= TASK DETAILS =
Rewrite every line in the stretch from the start of the records through the line containing "[527,33,608,149]", and shift each bounding-box coordinate in the answers by -41. Leave the pictures out of your answer.

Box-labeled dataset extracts

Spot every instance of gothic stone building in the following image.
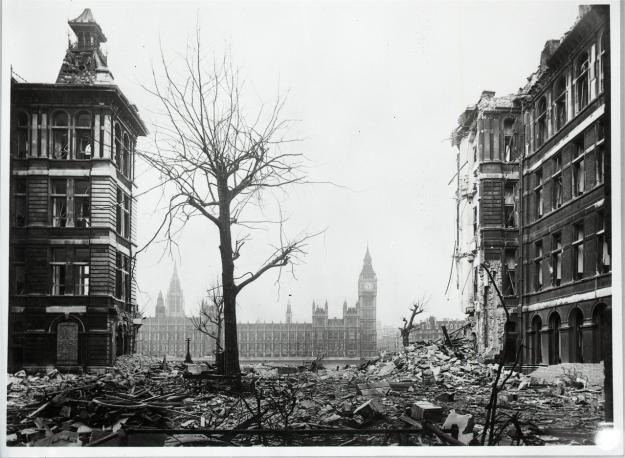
[452,91,522,353]
[8,9,147,369]
[519,5,612,364]
[137,266,215,358]
[137,249,377,359]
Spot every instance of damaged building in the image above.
[8,9,147,370]
[518,5,612,364]
[452,91,522,353]
[452,5,612,365]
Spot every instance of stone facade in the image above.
[137,249,378,359]
[7,9,147,370]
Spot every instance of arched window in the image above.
[52,111,70,159]
[549,312,561,364]
[573,51,589,111]
[534,96,547,148]
[76,112,93,159]
[16,111,30,157]
[113,124,122,168]
[531,315,543,365]
[553,76,566,132]
[592,304,612,363]
[569,308,584,363]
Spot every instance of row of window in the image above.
[13,178,131,238]
[13,247,131,303]
[532,212,611,291]
[533,121,606,220]
[15,111,134,179]
[527,33,608,149]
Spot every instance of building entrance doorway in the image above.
[56,321,78,366]
[549,313,561,364]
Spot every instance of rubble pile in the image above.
[7,341,603,446]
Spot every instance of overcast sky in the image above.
[3,0,577,325]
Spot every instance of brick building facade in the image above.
[8,9,147,369]
[453,5,612,365]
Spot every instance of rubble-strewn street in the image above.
[7,343,603,446]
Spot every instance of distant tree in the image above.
[399,298,427,347]
[138,30,312,375]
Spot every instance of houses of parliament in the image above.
[137,248,377,359]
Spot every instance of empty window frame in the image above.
[13,178,28,227]
[595,32,608,93]
[503,118,516,162]
[534,240,543,291]
[12,246,26,294]
[573,51,589,112]
[597,211,612,274]
[503,182,516,228]
[503,248,516,296]
[573,223,584,280]
[534,96,547,148]
[15,111,30,157]
[551,153,563,210]
[50,247,90,296]
[50,178,91,227]
[550,232,562,286]
[534,170,545,219]
[76,112,93,159]
[117,188,130,238]
[52,111,70,159]
[50,178,68,227]
[115,251,130,303]
[553,76,567,132]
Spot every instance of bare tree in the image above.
[189,286,224,356]
[138,30,312,375]
[399,298,427,347]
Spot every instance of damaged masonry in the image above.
[3,1,614,450]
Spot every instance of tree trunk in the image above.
[218,185,241,375]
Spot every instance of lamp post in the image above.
[184,337,193,363]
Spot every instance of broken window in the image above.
[115,251,130,303]
[553,76,566,132]
[503,182,516,228]
[52,111,69,159]
[595,145,605,184]
[13,178,28,227]
[595,32,608,93]
[50,178,91,227]
[117,188,130,238]
[534,96,547,148]
[50,247,90,296]
[534,240,543,291]
[573,223,584,280]
[76,112,93,159]
[503,118,516,162]
[503,248,516,296]
[573,51,589,112]
[113,123,122,169]
[74,180,91,227]
[50,179,67,227]
[534,170,545,219]
[13,246,26,294]
[16,111,30,157]
[597,211,611,274]
[550,232,562,286]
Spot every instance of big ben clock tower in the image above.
[358,247,378,358]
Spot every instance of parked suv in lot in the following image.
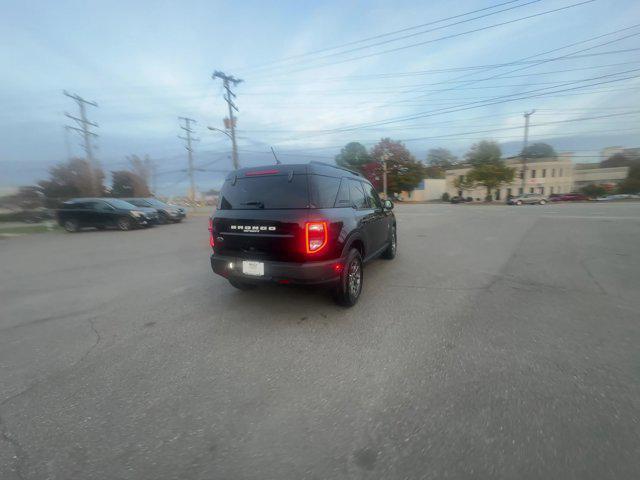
[507,193,549,205]
[56,198,158,232]
[123,197,187,225]
[209,162,397,306]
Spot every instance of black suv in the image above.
[209,162,397,306]
[123,197,187,225]
[57,198,158,232]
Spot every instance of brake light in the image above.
[245,170,280,177]
[304,222,329,253]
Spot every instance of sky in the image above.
[0,0,640,195]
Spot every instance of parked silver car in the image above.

= THE SOLUTION =
Spot every instance of gothic stone building in the following image.
[411,50,481,312]
[-33,-32,106,328]
[478,-36,571,323]
[96,225,174,317]
[96,208,336,318]
Spot every instance of damaged building in the image above.
[-33,-32,106,329]
[477,-36,571,323]
[411,50,481,312]
[411,-36,571,324]
Spot every instance of stone facade in the image above.
[96,208,337,318]
[-34,-32,106,329]
Spot every instance of arched window in the image above.
[11,70,29,118]
[508,271,520,323]
[532,10,548,70]
[493,55,506,107]
[35,71,52,118]
[-25,70,-11,116]
[72,83,81,127]
[490,274,502,324]
[512,35,525,91]
[551,263,571,322]
[528,267,543,322]
Spot every instance of row of window in the image above.
[-28,137,90,197]
[-28,206,90,262]
[491,171,570,250]
[492,80,565,179]
[-26,70,93,138]
[486,-8,567,108]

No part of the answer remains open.